---------- Available records ----------

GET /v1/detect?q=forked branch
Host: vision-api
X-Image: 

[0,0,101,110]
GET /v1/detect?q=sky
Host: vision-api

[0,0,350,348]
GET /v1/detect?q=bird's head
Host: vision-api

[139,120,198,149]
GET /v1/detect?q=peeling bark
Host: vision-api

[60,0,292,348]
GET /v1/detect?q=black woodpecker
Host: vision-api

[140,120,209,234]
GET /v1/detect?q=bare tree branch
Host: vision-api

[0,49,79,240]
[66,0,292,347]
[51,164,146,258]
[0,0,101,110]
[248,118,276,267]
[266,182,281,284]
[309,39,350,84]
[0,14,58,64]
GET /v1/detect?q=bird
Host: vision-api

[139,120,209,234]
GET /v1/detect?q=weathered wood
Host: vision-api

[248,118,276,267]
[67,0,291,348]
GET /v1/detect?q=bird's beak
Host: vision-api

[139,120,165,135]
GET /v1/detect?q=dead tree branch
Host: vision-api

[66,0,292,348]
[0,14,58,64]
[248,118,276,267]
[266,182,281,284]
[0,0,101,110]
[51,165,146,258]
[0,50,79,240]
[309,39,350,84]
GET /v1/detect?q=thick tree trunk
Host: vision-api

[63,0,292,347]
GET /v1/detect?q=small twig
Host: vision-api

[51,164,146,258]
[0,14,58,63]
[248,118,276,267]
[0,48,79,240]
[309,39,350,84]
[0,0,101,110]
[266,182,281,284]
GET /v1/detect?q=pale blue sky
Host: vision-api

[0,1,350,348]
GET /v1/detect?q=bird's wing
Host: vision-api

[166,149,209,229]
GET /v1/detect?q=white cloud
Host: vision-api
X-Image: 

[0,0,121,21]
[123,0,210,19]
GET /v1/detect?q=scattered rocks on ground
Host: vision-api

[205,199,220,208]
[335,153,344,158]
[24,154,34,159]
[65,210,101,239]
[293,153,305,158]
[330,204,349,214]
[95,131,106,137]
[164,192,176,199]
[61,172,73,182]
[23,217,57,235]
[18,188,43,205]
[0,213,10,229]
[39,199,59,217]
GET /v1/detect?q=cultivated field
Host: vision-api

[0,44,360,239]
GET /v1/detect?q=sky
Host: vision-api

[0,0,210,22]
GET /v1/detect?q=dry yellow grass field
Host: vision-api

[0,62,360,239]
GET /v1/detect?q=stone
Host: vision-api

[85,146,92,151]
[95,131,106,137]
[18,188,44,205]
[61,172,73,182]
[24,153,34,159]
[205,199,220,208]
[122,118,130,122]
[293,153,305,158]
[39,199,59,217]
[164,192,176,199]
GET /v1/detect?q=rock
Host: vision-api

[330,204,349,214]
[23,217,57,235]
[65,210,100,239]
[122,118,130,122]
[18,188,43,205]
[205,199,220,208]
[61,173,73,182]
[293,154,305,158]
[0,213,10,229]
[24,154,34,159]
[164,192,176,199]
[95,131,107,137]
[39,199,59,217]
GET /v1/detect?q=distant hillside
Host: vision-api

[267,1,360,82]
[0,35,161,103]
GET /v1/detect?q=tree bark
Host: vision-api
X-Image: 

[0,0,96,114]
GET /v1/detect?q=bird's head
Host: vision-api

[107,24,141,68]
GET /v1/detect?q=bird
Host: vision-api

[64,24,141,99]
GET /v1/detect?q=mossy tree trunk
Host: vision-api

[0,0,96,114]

----------
---------- Available records ----------

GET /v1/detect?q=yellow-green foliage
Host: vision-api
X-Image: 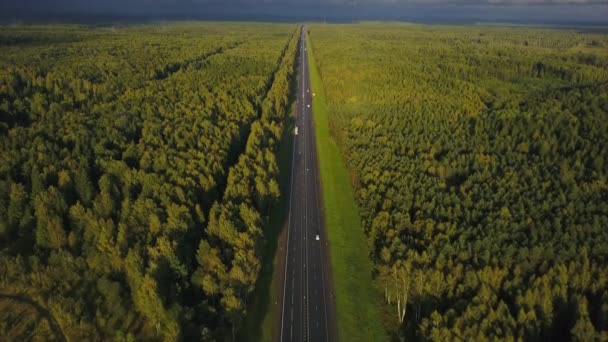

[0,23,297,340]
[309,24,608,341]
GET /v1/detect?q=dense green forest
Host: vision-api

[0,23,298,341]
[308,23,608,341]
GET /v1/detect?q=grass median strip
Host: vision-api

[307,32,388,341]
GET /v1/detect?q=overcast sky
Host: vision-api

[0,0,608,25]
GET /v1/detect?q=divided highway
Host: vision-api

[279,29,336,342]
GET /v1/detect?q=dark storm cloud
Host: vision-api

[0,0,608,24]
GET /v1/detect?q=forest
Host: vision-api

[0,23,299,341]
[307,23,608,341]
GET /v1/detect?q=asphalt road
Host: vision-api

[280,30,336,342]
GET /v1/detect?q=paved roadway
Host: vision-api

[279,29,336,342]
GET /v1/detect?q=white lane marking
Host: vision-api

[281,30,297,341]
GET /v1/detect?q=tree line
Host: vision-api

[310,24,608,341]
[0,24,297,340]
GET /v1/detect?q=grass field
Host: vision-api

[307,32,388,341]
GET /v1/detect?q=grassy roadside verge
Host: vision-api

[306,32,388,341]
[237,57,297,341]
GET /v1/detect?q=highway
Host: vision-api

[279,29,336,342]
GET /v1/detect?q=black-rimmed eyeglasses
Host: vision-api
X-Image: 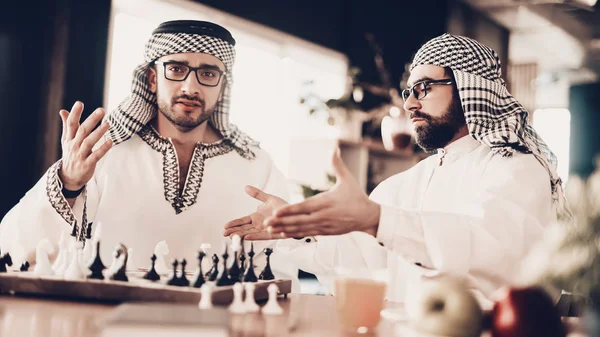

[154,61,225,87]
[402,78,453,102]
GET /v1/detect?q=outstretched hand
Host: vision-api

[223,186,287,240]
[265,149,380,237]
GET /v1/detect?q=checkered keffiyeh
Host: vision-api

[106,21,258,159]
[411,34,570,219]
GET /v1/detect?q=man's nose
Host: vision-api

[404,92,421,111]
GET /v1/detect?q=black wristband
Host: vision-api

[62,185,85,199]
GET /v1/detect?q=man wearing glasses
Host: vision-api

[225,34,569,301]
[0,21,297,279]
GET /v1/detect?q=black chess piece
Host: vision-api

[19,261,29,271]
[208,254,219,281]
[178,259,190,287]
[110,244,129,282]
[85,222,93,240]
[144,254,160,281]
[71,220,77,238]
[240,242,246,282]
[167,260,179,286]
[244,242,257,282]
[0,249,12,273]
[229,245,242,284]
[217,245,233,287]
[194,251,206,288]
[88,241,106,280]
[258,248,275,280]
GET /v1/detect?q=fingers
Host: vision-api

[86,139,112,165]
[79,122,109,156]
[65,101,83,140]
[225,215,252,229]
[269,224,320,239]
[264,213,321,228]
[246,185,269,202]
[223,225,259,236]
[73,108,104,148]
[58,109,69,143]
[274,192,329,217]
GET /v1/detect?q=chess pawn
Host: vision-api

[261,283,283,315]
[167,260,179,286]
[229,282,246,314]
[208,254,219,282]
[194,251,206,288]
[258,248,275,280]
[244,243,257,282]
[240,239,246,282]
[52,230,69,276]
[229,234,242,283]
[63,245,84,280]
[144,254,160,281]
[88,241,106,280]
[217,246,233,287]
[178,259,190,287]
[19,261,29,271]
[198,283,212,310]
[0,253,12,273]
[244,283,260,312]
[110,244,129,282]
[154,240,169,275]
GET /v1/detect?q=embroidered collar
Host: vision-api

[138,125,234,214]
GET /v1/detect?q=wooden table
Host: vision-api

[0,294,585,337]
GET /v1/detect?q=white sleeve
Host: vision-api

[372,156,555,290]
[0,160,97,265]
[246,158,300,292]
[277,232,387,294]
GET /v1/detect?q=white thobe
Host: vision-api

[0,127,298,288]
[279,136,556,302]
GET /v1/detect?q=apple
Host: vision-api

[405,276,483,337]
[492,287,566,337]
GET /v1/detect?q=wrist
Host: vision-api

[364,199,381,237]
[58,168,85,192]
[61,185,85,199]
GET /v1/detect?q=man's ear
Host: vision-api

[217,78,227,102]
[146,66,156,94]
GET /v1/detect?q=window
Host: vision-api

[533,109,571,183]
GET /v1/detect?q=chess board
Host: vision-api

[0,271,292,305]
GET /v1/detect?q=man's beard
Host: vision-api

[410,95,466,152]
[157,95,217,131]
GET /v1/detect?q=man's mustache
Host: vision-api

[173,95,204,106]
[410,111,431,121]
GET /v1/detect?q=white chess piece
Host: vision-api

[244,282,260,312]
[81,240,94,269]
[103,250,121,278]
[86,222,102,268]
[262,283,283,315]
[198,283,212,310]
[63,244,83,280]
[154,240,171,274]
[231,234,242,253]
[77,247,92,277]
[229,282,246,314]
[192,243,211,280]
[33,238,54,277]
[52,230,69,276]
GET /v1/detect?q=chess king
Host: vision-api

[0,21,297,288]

----------
---------- Available records ----------

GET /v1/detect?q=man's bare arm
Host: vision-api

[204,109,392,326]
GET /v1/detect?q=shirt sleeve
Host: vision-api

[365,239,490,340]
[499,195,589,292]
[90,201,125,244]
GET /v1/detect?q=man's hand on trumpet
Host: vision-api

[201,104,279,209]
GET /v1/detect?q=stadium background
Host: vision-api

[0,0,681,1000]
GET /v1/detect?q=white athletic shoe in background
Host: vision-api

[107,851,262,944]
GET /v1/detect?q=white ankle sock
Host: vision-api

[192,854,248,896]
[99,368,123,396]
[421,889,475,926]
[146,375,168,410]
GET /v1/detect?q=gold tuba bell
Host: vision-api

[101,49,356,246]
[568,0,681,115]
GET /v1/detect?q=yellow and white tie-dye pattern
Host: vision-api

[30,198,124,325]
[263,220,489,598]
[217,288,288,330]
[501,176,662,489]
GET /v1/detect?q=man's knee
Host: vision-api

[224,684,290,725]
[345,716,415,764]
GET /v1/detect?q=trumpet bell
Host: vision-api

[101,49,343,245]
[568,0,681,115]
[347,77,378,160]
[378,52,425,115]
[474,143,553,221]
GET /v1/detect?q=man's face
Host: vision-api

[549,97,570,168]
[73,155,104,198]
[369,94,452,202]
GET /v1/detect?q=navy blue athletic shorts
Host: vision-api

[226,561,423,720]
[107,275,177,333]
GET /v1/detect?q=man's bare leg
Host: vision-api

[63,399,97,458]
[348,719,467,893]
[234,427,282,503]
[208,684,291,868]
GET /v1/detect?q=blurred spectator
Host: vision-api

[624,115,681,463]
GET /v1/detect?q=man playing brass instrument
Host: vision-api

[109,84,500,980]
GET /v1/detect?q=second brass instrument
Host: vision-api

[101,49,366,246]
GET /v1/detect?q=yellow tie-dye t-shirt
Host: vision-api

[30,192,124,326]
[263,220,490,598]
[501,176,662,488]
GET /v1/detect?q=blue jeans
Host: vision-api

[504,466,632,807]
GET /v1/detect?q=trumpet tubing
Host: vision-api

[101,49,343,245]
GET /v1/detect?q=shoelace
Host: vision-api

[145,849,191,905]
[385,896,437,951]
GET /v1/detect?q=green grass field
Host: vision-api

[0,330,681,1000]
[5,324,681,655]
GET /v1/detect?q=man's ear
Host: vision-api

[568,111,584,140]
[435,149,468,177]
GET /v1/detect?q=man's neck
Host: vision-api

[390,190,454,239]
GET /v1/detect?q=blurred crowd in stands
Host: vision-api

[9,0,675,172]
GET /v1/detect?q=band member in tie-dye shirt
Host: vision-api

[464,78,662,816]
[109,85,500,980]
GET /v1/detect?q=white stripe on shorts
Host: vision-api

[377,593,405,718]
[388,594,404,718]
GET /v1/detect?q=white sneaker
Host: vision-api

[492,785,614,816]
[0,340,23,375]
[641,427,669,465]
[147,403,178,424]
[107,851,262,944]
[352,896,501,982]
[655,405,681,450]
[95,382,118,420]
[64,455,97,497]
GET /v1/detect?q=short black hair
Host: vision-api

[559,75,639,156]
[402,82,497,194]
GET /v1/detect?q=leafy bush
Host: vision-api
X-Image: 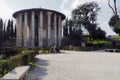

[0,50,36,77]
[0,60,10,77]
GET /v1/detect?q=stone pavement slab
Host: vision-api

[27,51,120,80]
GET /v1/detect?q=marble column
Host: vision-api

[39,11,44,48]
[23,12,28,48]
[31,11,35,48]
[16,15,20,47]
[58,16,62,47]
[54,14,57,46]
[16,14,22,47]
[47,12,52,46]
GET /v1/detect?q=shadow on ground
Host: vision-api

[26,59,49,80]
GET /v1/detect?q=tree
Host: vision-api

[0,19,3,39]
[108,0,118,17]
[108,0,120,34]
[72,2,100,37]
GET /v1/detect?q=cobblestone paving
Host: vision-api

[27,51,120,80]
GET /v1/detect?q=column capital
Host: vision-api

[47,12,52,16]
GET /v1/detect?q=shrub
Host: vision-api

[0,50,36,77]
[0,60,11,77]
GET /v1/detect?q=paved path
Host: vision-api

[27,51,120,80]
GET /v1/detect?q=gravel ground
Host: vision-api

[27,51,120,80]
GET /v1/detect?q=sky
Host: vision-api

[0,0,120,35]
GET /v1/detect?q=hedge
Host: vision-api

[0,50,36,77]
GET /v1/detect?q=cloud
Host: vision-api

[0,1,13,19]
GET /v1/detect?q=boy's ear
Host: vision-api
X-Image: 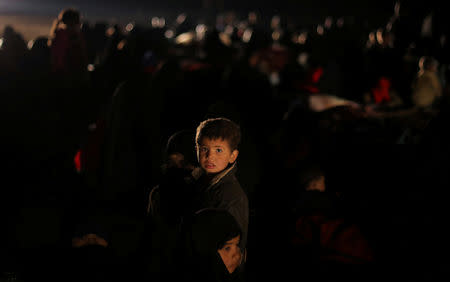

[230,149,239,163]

----------

Stated problem:
Reproduce the material from the line with "GET /v1/detect?q=grassy roadside verge" to the line with "[402,78,453,102]", swapping "roadside verge" for "road shoulder" and keeping everything else unchanged. Leave the pictures out of your answer.

Output below:
GET /v1/detect?q=grassy road shoulder
Host: vision-api

[306,32,388,341]
[237,57,297,341]
GET /v1/detect?q=highway
Host: vision-api

[279,29,336,342]
GET /v1/detect?q=black-rimmed eyeglasses
Host: vision-api
X-Image: 

[154,61,225,87]
[402,78,453,102]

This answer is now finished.